__Given problem__:
Please reproduce the rows starting at the line containing "I would be grateful if you could spot the older" and ending at the line containing "(1207, 363)", requests included, adding 15 to every number in the recorded point coordinates. Give only those rows.

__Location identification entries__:
____

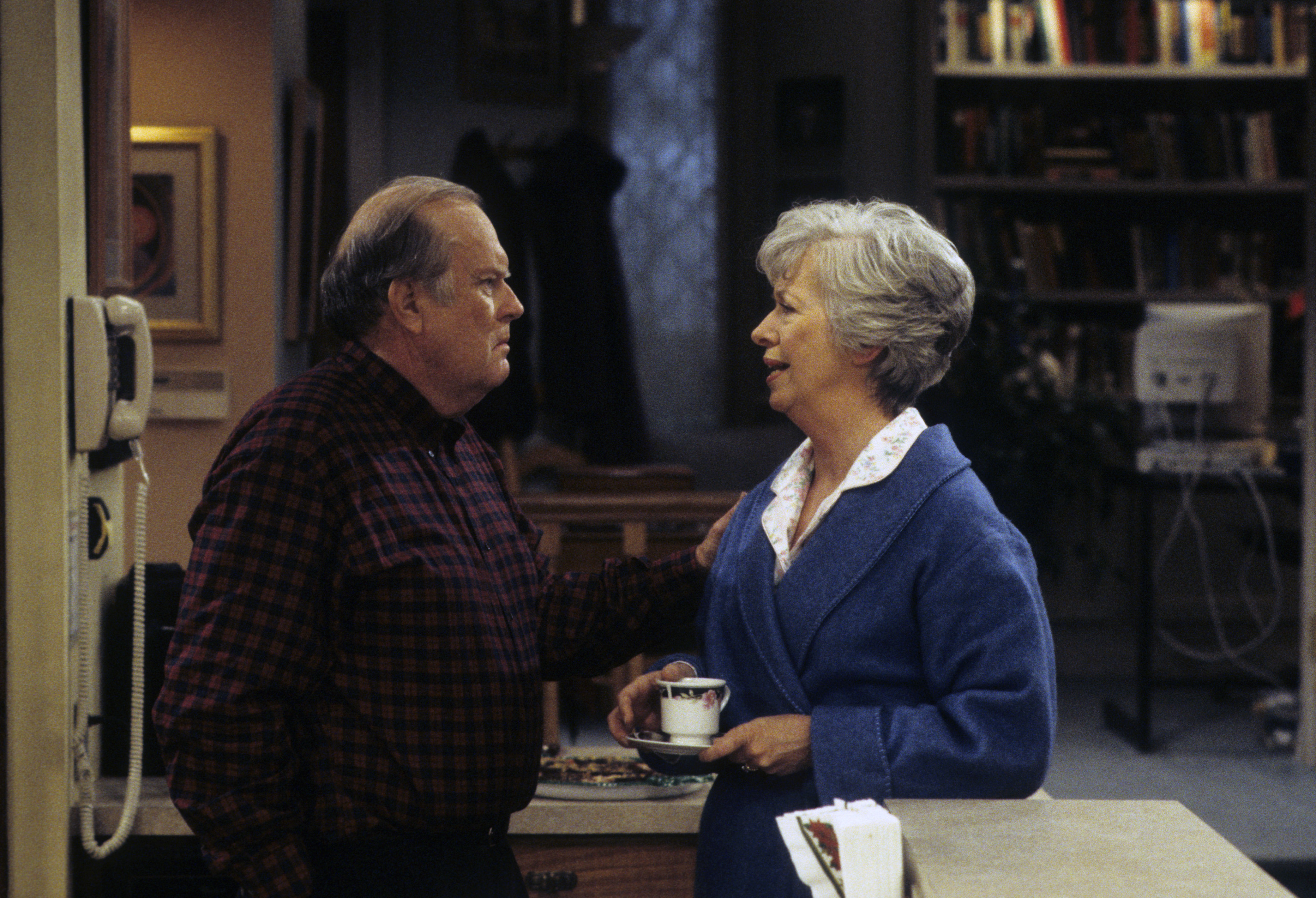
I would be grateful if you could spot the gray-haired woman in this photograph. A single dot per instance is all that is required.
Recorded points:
(877, 618)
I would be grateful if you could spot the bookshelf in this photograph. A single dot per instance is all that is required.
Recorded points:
(1139, 168)
(1139, 114)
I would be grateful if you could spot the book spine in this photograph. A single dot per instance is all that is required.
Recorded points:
(998, 40)
(1166, 31)
(1056, 32)
(955, 16)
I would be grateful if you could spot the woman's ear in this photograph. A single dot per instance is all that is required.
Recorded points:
(404, 305)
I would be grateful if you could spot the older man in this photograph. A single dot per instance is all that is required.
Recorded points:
(353, 694)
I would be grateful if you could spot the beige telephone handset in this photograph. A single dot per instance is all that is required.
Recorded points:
(111, 374)
(111, 370)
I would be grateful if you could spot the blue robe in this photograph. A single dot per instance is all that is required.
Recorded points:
(910, 628)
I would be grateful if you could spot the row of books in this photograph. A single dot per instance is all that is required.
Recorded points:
(1022, 256)
(1132, 32)
(1256, 145)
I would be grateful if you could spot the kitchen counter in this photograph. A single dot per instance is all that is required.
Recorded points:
(1074, 849)
(678, 815)
(953, 849)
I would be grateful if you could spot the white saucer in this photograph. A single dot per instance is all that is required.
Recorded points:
(661, 745)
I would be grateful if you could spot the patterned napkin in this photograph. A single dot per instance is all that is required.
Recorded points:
(848, 850)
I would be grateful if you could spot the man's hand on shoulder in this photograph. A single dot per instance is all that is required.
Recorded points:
(707, 551)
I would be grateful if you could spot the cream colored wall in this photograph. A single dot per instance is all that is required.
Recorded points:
(214, 64)
(44, 260)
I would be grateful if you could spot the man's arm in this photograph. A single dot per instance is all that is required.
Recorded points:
(245, 646)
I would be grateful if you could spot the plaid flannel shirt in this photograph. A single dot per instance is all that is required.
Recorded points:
(366, 626)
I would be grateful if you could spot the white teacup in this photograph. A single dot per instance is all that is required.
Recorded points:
(691, 709)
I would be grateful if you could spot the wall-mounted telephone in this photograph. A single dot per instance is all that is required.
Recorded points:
(111, 369)
(110, 396)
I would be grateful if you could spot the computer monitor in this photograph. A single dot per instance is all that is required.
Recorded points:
(1207, 363)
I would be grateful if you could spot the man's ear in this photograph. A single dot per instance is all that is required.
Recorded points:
(404, 305)
(868, 355)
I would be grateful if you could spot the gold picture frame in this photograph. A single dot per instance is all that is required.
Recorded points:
(175, 252)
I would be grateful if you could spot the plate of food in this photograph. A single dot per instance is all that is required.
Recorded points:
(617, 779)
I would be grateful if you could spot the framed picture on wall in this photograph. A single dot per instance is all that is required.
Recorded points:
(514, 52)
(175, 259)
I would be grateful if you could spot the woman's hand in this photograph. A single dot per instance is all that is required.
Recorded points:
(637, 704)
(778, 745)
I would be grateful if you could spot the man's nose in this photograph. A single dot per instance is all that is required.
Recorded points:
(512, 307)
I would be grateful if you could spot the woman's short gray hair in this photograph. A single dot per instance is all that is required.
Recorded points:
(387, 239)
(889, 279)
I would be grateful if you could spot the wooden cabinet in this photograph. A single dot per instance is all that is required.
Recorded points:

____

__Solution__:
I would be grateful if you could spot the older man in this photograph. A single dot per instance is all that is required.
Recorded points:
(368, 709)
I would be grateful if you could spot the beige telephone handset in this photograph. A single dot per instance is all that is required.
Recorded points:
(126, 389)
(126, 385)
I would be grateful if you could spot the blue robe in this photograph. A single dot per instance is all that is required.
Recorded points:
(925, 643)
I would be grateful if you could spot the row of books in this photograph. A single dot per instance is all that is required.
Recorded points:
(1037, 271)
(1147, 47)
(1271, 160)
I would be grateful if you could spot the kitchen counter in this photograph. A single dot per instance is all that is required.
Recorded points:
(1089, 864)
(693, 830)
(968, 864)
I would be grateful if you could spot the white saucer in this photograph. A single dot per instance is all that is required.
Recorded points:
(676, 760)
I would be grateful if you could spot the patterned napkin in this photograph. A single dot per instance is all that is required.
Recorded points:
(863, 865)
I would be grateful if you could spot the man's hand on shoulder in this photograph. A single dot per instance is all that is required.
Recorded points:
(722, 566)
I would be grateful if you could spot the cream colored wall in this photograph. A single dot per instance is all that is required.
Recorded points:
(229, 79)
(59, 275)
I would be grateful if you could spot the man's arm in this photograph. A single dot per instance is all that is required.
Recorded points:
(260, 661)
I would be grateful if you could spot the plaid flannel shirt in this photograph. A single dot per instance is all that is required.
Recorded points:
(381, 641)
I would be grateful if you could spot the white teacup in this photograph. A single dot per instance is all that is required.
Recorded points:
(706, 724)
I would be grateful if you could spot the wall-mounted telephone in this photograph. A single dot per instance is all that is required.
Recorded points:
(126, 384)
(125, 411)
I would be grateful if you could spot the computer monitor in this photograph. A single dot per instance is all that is required.
Recorded points:
(1222, 378)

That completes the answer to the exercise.